┌──

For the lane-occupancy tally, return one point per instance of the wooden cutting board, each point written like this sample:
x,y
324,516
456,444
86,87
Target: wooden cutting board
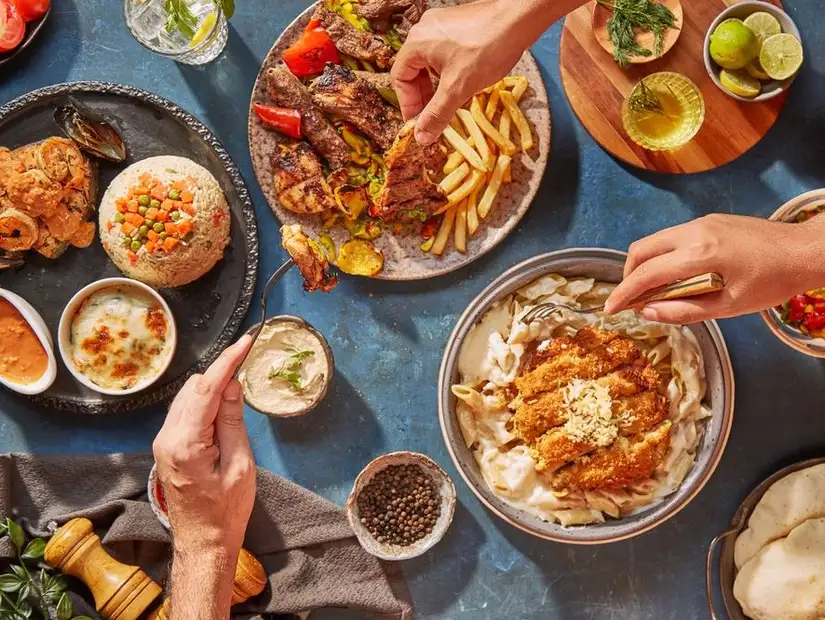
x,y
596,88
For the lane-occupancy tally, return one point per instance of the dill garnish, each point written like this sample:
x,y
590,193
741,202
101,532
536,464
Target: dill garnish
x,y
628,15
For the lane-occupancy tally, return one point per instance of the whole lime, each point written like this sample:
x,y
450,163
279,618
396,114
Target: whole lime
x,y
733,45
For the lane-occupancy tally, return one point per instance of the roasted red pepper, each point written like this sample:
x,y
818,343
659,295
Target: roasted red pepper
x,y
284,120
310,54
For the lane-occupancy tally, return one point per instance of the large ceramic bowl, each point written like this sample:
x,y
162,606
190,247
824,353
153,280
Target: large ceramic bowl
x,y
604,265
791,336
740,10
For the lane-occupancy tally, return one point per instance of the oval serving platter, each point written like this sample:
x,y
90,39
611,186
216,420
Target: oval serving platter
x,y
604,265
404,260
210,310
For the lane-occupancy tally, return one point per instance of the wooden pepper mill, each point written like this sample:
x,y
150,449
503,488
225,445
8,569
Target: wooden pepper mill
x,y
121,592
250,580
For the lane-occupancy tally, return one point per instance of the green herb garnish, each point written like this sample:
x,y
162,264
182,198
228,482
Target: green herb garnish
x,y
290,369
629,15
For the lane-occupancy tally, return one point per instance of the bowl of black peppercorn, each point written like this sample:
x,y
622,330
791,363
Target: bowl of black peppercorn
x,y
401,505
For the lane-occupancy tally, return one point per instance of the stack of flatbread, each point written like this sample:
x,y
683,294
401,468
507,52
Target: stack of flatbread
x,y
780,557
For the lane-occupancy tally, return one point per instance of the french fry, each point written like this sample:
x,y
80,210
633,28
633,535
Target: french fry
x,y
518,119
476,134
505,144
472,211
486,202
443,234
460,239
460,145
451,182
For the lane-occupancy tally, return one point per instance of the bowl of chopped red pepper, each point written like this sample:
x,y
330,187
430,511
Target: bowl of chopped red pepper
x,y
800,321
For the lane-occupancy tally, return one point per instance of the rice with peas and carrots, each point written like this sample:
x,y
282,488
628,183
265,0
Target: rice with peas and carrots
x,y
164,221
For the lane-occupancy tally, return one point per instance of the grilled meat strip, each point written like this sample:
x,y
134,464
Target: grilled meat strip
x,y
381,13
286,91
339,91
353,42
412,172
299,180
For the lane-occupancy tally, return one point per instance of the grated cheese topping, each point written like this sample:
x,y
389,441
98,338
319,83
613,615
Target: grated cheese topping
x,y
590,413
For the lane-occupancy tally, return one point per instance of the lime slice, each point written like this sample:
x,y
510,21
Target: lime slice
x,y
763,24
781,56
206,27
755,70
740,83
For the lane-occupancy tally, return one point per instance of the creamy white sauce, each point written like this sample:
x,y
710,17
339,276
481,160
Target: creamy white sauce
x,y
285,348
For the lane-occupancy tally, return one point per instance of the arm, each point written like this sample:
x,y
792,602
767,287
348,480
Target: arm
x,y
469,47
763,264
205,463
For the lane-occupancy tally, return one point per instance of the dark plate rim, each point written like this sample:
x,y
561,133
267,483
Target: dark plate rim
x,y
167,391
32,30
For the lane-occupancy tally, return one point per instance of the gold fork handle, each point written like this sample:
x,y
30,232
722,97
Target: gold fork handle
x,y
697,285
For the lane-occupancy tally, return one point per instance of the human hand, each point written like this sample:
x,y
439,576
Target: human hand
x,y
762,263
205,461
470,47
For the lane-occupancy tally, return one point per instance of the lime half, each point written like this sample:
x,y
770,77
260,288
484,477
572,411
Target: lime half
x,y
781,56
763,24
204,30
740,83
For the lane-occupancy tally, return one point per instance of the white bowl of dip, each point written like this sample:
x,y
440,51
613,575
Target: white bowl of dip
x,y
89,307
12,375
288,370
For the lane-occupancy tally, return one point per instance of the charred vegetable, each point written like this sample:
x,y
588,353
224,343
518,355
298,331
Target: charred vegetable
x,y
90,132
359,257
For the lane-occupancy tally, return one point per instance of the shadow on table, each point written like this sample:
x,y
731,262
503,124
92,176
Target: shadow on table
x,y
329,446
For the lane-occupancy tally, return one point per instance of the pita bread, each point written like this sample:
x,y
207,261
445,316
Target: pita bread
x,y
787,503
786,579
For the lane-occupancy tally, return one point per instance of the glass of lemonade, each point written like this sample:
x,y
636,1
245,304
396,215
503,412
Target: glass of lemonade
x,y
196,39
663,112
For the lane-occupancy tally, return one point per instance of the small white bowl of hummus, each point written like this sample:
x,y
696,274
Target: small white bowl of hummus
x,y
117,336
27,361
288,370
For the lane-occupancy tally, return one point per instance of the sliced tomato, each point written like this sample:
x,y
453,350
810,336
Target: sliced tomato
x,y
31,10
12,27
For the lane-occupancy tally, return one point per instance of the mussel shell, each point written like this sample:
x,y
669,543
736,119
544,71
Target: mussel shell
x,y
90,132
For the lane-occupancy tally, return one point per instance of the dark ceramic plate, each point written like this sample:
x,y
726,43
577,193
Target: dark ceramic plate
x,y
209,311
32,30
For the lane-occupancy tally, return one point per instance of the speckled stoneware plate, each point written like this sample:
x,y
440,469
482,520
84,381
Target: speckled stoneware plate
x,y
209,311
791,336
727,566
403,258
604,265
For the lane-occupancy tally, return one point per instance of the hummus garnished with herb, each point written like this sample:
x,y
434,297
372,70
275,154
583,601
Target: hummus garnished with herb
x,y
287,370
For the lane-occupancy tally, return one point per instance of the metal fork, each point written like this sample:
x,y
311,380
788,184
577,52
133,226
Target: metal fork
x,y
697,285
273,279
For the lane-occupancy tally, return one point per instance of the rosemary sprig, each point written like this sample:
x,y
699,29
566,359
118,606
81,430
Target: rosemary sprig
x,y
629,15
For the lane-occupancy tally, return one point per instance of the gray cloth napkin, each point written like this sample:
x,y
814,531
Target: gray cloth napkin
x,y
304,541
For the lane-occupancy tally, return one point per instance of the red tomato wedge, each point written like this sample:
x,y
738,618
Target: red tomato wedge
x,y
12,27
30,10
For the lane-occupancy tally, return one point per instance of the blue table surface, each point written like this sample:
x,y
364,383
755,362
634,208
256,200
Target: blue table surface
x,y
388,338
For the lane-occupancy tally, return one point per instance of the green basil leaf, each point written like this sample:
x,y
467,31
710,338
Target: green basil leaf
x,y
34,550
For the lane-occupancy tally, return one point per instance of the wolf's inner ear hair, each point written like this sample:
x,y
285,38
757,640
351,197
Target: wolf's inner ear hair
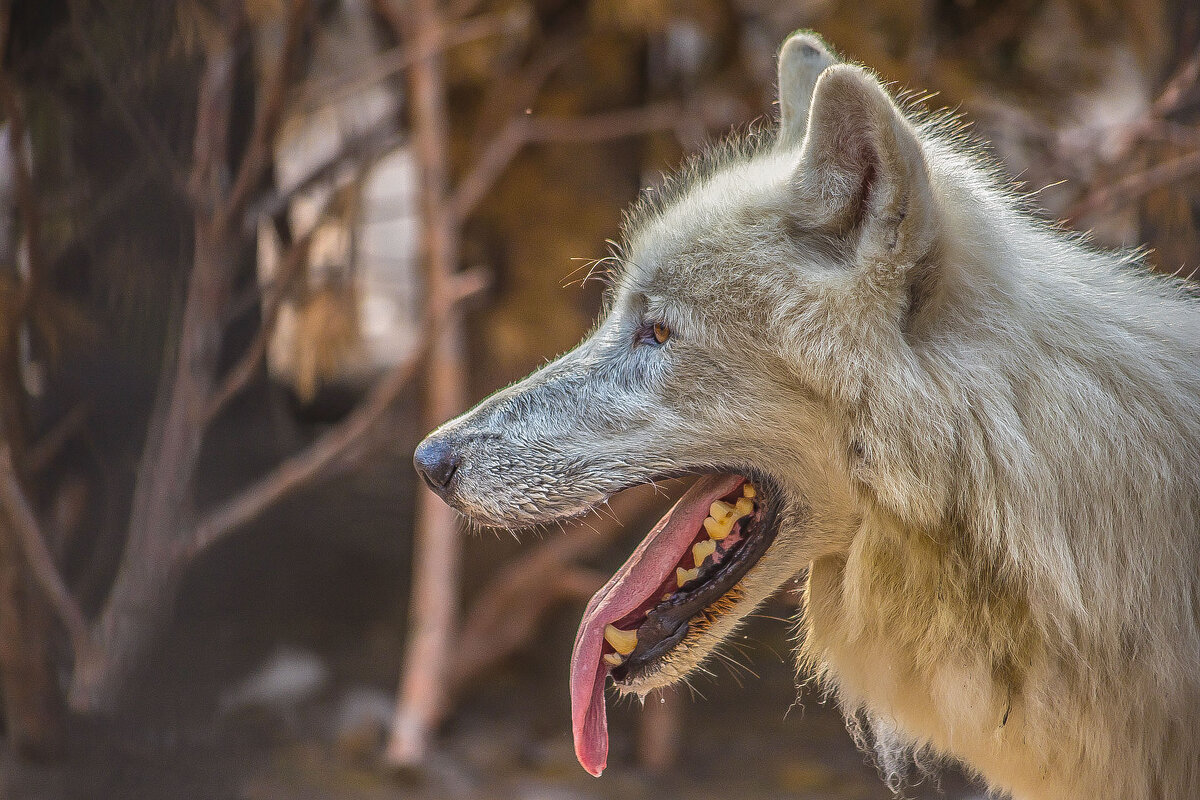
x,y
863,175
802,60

└──

* **Written task**: Using the material above, set down every line exactly, but skip the pictures.

* **Result**:
For the lane-occupancy tally, return one point per instance of the wooden cutting board, each point written like this sample:
x,y
324,516
456,444
86,87
Target: wooden cutting board
x,y
596,88
For the lane-occupancy tally, return one point per instance of the dill garnish, each point written like this sample:
x,y
590,193
741,202
101,532
536,464
Target: dill garnish
x,y
628,15
For the lane-occupancy tally, return one point per instance of the whole lime, each point written like this sample:
x,y
450,163
279,618
396,114
Target: whole lime
x,y
733,45
For the lane-occupancy tally, return one point per instance of the roasted red pepper, each point written like this sample:
x,y
818,343
659,295
Target: roasted red pepper
x,y
284,120
310,54
For the lane-occupancy tally, return one point per instance of the large ceramic bowl, each point written like this sample:
x,y
162,606
190,247
824,353
153,280
Target: large ceramic bowl
x,y
604,265
791,336
740,10
For the lane-occupancy tally, return one point per instance of the oval serving platter, each point written like this sample:
x,y
90,39
611,186
216,420
Target: oval serving platter
x,y
604,265
404,260
210,310
For the lane-occupancy tally, return one point per instance of the wooden pepper mill, each point written like this sample:
x,y
150,449
503,488
225,445
8,569
Target: wooden pepper mill
x,y
121,592
250,580
For the lane-occupancy tally, return one point per instance of the green herb garnish, each point written like this sample:
x,y
162,264
182,198
228,482
Target: green herb garnish
x,y
290,369
629,15
For the lane-occupancy tally, return one point per instance of the bowl of black peppercorn, each point written like this sample:
x,y
622,330
791,363
Target: bowl of black peppercorn
x,y
401,505
For the lane-occupancy tally, return one point per instance of the stack of flatbread, each point written like this sample:
x,y
683,294
401,468
507,52
Target: stack of flatbread
x,y
780,557
For the lane-occupancy tally, return one point per instance of the french fry, each point written like this sample:
x,y
80,210
633,28
633,535
Target: french fry
x,y
518,119
476,134
505,144
472,211
486,202
443,234
460,239
460,145
451,182
For the lane-occupancy tally, return one point per instance of the bowl of chopped red pepper, each point written like this sample:
x,y
330,187
430,511
Target: bowl of chopped red pepper
x,y
800,321
For the lane-occupancy tally, return one point per instance of the rice with peas and carrots, each point written like this sample:
x,y
282,488
628,183
265,0
Target: rice with peas and carrots
x,y
164,221
For the lane-occupancy tally, return one point per instance of the grilled meat strip, each point written like this sample:
x,y
134,464
Target: grilled meat strip
x,y
381,13
286,91
339,91
353,42
412,172
299,180
For the lane-occupancy tally, return one point per instance of the grated cheese topping, each point written like this sample:
x,y
389,441
98,338
319,83
613,615
Target: grated cheese topping
x,y
590,413
For the lane-occupancy tally, return one point per instance of the lime slice, each point written like this sample:
x,y
510,21
Target: lime slice
x,y
763,24
781,56
206,27
755,70
740,83
For the lane-occupancy tally, return one point per instance of the creamy white sauce, each point written like this sample:
x,y
710,17
339,276
481,160
Target: creamy white sauce
x,y
285,348
For the lane-occupancy tally, return one point per instance of the arm, each point written like this sample:
x,y
792,602
767,287
348,480
Target: arm
x,y
469,47
763,264
205,463
For the lane-occupancy tally, return one point per instance of the dark plate rim, each point written like this sample:
x,y
561,133
267,483
Target: dark plate rim
x,y
167,391
32,30
For the lane-occupancy tally, return one point per instance of the gold fork handle, each point written like this sample:
x,y
30,232
722,97
Target: gold fork handle
x,y
697,285
For the lane-occupancy tally, return one point per instance of the human hand, each point written like this sample:
x,y
439,576
Target: human hand
x,y
762,263
205,461
470,47
For the lane-occupancy tally, return one point per instance of the lime half, each point written like this sample:
x,y
770,77
260,288
484,477
572,411
Target: lime half
x,y
781,56
763,24
204,30
740,83
For the lane-occupancy tally, return one point per instance of the white bowl of dip, each point written like this sample:
x,y
440,51
613,575
Target: white bowl of dip
x,y
89,307
12,375
288,370
For the lane-occupancy tally, return one point per instance of the charred vegetable, each point written like this sample:
x,y
588,353
224,343
518,355
298,331
Target: charred vegetable
x,y
90,132
359,257
For the lane-occupancy tally, return one point per instance of the shadow on table, each point written like this sample:
x,y
731,262
503,124
92,176
Target: shadow on table
x,y
329,446
For the lane-occupancy tally, return one point per instance of the pita bread, each point written like this sample:
x,y
207,261
445,316
Target: pita bread
x,y
787,503
786,579
For the lane-occupancy tally, return one point per instance of the glass of lemonade, each point written like this sample:
x,y
636,1
245,304
396,215
503,412
Target: glass of lemonade
x,y
196,39
663,112
For the lane-occupancy tally, return one point per instance of the small white bowl of hummus, each point written like this sample:
x,y
696,274
Target: small white bowl of hummus
x,y
117,336
27,361
288,370
For the lane-occupancy tally, return one point per instance of the sliced tomato, each point written like this sample:
x,y
453,350
810,336
Target: sliced tomato
x,y
31,10
12,27
For the lane-occupancy tally, return one point per instance of the mussel shell, each point written like this sample:
x,y
669,543
736,119
544,71
Target: mussel shell
x,y
90,132
For the lane-occupancy tally, return one point per instance of the dark ceramic plate, each point written like this sample:
x,y
726,43
577,193
Target: dark ceramic plate
x,y
209,311
32,30
For the lane-occupancy tally, return one point per instance of the speckled stoneware plate, each point written like this sample:
x,y
440,469
482,520
84,381
Target: speckled stoneware plate
x,y
209,311
791,336
727,566
403,258
604,265
For the lane-occupancy tally, return one point per instance of the hummus garnished with herb, each point written like this sample:
x,y
434,297
372,70
275,154
583,601
Target: hummus garnished with herb
x,y
287,370
For the lane-occupancy tally, return one point per instance of the metal fork, each point written like this sample:
x,y
311,380
788,184
577,52
133,226
Target: metal fork
x,y
697,285
273,279
For the lane-occupancy tally, return one point per instance of the rosemary sprig, each point written like this sample:
x,y
699,29
566,359
118,606
81,430
Target: rosemary sprig
x,y
629,15
For the lane-occupancy tally, return one point per instance of the gray cloth napkin, each point written like this sample:
x,y
814,531
Target: gray cloth napkin
x,y
304,541
For the lane-occupancy tally, return one point per instance of the red tomato wedge, each point written like this sample:
x,y
738,618
Target: red tomato wedge
x,y
12,27
30,10
For the lane-occupancy tally, return one point per instance of the blue table surface, each point written like this sample:
x,y
364,383
755,362
634,208
256,200
Target: blue table surface
x,y
388,338
For the lane-occupancy tally, return one point per instance of the green basil leaf, each point written like this sample:
x,y
467,31
710,338
Target: green basil leaf
x,y
34,550
For the lane-occupancy tally, return one point per instance of the wolf's inner ear hair, each point written like this sample:
x,y
285,38
757,640
351,197
Target: wolf's inner ear hair
x,y
863,175
802,60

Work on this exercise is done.